── 記事抜粋

ロシア “マリウポリの負傷兵 避難で合意” 発表も 攻撃続くか

ロシア軍がウクライナ東部でウクライナ軍との攻防を続ける中、ロシア国防省は、要衝のマリウポリでウクライナ側の負傷兵を製鉄所から避難させることで合意したと発表しました。

一方、マリウポリの市長がNHKのインタビューに応じ、製鉄所ではロシア軍による激しい攻撃が続いていると訴えました。

ウクライナでは、ロシア軍が掌握を目指す東部で激しい攻防が続いていて、ロシア国防省は16日、東部ドネツク州やルハンシク州そして、ハルキウ州で、ウクライナ軍の弾薬庫や指揮所などをミサイルで破壊したなどと発表しました。

これに対し、ウクライナ東部ではハルキウ州の知事が16日、地元メディアに「ウクライナ軍の部隊がロシアとの国境に到達し、領土を取り戻しつつある」と述べたほか、アメリカ国防総省の高官もウクライナ軍がハルキウの周辺に展開していたロシア軍の部隊をロシアとの国境近くまで押し返したとする分析を明らかにしました。

また、ウクライナ東部ではロシア軍とウクライナ軍との間で砲撃の応酬が続いていて、ロシア側が大きく支配地域を拡大することはできていないとの見方を示しました。

一方、東部の要衝マリウポリをめぐりロシア国防省は16日、ロシア軍が包囲しているアゾフスターリ製鉄所の中に取り残されているウクライナ軍の負傷兵を避難させるため、一時的に停戦することでウクライナ側と合意したと発表しました。

────
── 対象データ

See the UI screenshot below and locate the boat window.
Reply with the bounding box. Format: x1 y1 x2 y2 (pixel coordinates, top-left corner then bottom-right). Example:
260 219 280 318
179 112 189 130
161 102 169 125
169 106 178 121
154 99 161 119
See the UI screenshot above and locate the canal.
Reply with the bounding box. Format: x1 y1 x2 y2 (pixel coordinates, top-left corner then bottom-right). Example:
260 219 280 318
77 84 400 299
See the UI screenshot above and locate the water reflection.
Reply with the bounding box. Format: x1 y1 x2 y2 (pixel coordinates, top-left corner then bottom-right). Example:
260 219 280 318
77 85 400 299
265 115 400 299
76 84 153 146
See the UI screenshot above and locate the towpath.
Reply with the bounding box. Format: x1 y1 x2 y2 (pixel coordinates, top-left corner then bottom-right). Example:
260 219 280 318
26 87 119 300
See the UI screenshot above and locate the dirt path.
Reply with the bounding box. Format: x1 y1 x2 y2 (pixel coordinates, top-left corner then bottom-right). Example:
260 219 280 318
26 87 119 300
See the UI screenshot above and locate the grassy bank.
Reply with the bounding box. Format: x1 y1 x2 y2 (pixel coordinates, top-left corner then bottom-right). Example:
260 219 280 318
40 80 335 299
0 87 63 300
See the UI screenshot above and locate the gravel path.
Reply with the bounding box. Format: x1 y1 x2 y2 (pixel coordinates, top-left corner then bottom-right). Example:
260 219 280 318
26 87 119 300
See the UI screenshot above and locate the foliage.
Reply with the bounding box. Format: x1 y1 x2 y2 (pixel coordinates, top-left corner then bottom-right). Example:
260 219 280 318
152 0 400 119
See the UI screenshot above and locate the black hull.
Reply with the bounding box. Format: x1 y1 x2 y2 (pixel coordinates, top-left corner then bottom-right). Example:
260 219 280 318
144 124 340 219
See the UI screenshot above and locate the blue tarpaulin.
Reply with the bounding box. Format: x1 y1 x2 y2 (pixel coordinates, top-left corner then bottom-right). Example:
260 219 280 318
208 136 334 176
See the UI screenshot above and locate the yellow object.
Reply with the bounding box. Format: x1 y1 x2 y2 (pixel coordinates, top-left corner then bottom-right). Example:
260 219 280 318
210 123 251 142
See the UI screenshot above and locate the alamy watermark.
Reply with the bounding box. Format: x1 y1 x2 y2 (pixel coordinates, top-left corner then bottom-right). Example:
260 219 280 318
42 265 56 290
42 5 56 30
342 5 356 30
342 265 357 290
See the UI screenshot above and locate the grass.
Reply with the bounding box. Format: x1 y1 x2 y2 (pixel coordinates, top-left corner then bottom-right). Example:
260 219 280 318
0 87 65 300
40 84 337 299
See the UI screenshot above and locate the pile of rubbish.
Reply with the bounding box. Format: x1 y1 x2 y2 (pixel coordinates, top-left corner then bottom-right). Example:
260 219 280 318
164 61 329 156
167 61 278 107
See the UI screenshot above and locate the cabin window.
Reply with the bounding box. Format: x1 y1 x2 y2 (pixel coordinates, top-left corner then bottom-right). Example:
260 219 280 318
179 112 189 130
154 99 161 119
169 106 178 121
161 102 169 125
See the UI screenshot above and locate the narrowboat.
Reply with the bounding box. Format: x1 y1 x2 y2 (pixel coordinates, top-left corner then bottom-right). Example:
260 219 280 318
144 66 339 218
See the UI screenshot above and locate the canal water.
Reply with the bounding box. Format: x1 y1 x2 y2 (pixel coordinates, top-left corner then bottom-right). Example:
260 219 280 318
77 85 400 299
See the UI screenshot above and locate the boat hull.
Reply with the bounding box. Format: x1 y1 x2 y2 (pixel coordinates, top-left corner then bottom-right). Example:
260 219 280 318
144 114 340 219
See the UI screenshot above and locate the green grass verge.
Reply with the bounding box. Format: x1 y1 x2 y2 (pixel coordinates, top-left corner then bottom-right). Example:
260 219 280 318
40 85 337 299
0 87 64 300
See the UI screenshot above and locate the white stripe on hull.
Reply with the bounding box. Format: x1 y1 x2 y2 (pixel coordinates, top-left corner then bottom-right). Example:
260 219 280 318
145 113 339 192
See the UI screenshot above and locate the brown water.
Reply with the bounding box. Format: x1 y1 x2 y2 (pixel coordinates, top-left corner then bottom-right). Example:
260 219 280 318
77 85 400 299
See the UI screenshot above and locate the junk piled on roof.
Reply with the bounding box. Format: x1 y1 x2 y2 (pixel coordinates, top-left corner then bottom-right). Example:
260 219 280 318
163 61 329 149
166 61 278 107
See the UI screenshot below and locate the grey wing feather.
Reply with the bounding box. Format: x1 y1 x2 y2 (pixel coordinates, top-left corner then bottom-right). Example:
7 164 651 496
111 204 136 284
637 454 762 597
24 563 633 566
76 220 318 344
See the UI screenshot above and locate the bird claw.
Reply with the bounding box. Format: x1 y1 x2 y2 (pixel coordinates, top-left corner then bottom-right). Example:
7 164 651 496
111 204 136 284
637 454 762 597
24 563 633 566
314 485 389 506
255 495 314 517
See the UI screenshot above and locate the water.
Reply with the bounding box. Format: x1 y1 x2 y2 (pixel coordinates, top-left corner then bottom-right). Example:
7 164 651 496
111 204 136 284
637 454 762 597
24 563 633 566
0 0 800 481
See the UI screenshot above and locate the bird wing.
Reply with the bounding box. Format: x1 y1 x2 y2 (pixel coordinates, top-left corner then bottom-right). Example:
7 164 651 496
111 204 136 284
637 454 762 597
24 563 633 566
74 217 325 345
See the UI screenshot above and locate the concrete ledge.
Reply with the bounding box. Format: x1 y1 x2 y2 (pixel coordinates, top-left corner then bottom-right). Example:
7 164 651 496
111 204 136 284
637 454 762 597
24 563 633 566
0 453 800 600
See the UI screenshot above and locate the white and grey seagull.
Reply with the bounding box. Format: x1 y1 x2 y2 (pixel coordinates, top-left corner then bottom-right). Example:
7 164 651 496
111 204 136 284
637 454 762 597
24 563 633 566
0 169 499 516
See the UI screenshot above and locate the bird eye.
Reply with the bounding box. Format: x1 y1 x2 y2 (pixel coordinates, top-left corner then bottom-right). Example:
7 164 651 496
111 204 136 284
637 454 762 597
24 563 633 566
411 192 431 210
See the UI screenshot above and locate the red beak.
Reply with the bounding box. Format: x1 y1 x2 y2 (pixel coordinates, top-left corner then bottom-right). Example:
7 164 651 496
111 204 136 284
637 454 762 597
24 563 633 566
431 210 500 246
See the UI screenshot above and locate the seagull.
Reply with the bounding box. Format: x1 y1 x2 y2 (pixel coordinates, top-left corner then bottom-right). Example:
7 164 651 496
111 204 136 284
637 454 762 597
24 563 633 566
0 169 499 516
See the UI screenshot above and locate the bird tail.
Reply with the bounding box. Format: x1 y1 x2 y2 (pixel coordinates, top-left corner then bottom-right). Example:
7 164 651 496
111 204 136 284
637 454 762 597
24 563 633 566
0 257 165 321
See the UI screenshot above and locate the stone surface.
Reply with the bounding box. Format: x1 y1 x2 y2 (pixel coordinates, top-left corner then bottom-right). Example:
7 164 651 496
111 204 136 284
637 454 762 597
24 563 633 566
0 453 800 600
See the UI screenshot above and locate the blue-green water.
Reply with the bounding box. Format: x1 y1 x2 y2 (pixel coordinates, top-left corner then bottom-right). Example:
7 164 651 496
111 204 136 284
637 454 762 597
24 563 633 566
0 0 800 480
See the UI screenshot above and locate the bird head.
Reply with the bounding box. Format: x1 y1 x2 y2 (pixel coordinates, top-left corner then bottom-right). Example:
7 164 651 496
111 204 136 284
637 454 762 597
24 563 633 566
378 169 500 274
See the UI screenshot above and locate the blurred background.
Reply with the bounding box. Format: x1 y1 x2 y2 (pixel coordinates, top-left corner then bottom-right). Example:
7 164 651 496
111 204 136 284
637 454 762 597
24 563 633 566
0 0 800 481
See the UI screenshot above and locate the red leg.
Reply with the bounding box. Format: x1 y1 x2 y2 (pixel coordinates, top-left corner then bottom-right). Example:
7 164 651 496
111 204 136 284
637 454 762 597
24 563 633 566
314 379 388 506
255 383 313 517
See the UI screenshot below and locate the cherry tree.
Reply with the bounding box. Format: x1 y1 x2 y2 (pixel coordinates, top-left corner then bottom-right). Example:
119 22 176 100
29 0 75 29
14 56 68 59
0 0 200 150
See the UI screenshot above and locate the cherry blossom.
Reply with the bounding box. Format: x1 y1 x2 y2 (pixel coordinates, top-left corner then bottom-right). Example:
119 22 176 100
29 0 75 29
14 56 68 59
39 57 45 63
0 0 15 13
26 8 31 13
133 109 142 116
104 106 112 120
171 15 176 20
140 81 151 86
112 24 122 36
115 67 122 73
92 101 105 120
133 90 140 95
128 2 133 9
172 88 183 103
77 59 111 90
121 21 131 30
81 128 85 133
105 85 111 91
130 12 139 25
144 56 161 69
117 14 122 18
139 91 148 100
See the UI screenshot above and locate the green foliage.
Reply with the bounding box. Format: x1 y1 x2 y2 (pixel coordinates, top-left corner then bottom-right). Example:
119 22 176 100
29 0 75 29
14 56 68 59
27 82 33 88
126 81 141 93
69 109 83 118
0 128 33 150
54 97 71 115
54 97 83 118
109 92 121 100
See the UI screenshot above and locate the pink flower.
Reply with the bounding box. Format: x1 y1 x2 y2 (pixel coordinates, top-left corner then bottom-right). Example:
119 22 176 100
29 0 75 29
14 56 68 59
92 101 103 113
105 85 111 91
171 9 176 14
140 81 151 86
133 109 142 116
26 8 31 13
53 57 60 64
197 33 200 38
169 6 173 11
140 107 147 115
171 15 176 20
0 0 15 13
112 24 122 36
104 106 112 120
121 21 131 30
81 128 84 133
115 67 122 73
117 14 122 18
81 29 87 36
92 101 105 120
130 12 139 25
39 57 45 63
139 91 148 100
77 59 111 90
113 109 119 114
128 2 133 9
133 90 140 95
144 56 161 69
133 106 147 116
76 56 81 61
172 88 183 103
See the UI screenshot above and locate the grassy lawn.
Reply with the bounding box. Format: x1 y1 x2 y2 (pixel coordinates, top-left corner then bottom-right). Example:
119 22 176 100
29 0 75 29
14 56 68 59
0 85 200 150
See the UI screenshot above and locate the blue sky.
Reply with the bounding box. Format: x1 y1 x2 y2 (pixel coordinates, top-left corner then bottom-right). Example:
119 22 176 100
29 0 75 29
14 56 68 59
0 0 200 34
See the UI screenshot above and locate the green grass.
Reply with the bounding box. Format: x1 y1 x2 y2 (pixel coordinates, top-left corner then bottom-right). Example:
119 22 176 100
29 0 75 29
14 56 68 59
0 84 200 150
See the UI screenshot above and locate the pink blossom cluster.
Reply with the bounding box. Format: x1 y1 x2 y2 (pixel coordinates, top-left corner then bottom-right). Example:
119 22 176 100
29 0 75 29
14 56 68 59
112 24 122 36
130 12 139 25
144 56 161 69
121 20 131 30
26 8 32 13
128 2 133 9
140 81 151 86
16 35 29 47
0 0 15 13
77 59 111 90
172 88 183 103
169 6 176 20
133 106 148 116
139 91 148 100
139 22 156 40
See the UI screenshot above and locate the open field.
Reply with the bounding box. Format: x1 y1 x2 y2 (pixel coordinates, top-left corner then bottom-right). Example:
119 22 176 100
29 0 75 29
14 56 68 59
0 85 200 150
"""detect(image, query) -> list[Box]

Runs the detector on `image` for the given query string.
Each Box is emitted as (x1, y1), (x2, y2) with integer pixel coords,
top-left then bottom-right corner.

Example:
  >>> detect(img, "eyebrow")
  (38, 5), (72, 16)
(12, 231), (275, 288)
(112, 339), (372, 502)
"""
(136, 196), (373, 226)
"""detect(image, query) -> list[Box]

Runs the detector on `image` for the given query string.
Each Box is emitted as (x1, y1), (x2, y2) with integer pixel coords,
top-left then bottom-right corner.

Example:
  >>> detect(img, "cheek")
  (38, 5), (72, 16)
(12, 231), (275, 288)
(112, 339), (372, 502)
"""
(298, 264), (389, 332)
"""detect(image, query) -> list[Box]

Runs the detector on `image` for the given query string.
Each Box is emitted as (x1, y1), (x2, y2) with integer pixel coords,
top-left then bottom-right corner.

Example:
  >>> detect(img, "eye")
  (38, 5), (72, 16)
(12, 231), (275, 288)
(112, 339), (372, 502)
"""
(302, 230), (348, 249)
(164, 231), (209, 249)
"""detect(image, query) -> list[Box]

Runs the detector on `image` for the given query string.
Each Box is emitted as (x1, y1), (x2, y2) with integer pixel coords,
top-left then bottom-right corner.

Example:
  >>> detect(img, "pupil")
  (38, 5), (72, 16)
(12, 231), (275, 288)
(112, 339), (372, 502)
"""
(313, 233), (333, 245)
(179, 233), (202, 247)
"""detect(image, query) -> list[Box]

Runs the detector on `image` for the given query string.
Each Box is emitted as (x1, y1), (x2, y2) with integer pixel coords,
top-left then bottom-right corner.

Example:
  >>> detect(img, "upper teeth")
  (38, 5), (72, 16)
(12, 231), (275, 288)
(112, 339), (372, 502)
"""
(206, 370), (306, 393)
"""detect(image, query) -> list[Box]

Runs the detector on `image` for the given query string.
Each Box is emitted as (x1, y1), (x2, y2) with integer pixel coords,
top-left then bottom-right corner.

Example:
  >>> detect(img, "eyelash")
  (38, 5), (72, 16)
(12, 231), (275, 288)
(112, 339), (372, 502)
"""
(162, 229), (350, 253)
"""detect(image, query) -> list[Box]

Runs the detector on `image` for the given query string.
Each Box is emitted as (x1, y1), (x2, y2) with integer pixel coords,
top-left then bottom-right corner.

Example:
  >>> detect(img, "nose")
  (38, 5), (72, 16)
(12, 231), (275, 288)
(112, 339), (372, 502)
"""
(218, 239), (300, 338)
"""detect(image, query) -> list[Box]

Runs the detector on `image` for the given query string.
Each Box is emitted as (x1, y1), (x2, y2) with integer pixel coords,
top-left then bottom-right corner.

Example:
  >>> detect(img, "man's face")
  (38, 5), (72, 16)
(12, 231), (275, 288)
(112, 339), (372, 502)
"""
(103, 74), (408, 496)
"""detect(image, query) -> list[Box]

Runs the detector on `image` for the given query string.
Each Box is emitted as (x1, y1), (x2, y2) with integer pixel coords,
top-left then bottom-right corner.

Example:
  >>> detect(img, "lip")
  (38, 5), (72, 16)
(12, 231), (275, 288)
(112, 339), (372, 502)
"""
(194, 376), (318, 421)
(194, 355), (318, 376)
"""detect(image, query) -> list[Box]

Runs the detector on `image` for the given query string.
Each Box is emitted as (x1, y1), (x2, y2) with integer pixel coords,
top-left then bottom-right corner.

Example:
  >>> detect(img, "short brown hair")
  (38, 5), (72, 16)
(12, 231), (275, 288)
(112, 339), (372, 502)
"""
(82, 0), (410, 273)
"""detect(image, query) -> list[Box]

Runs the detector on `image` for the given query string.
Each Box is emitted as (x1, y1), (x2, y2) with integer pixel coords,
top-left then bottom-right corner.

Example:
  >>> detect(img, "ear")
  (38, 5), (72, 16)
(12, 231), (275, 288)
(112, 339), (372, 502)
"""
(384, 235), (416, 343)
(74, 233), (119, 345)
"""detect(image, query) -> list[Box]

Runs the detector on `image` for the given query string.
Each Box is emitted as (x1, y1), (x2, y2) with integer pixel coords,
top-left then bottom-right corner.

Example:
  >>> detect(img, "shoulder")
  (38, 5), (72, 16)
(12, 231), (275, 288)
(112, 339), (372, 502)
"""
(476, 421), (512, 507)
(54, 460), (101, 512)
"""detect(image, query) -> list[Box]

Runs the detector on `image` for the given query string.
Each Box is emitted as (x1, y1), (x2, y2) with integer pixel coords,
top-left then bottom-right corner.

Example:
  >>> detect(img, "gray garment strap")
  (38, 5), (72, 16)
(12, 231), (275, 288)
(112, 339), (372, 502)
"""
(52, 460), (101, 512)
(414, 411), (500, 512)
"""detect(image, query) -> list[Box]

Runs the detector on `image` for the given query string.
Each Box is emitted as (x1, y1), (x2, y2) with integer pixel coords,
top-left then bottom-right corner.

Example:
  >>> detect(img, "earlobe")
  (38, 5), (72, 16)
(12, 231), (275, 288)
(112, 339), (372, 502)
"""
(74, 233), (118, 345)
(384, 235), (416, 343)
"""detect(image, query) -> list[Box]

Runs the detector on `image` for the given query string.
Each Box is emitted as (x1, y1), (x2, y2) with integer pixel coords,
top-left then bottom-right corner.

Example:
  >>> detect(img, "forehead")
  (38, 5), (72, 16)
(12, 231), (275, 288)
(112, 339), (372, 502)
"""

────

## 課題
マリウポリ情勢の記事で、ロシア軍が包囲し、ウクライナ軍の負傷兵が取り残されているとされる製鉄所の名前を答えてください。

## 解答
アゾフスターリ製鉄所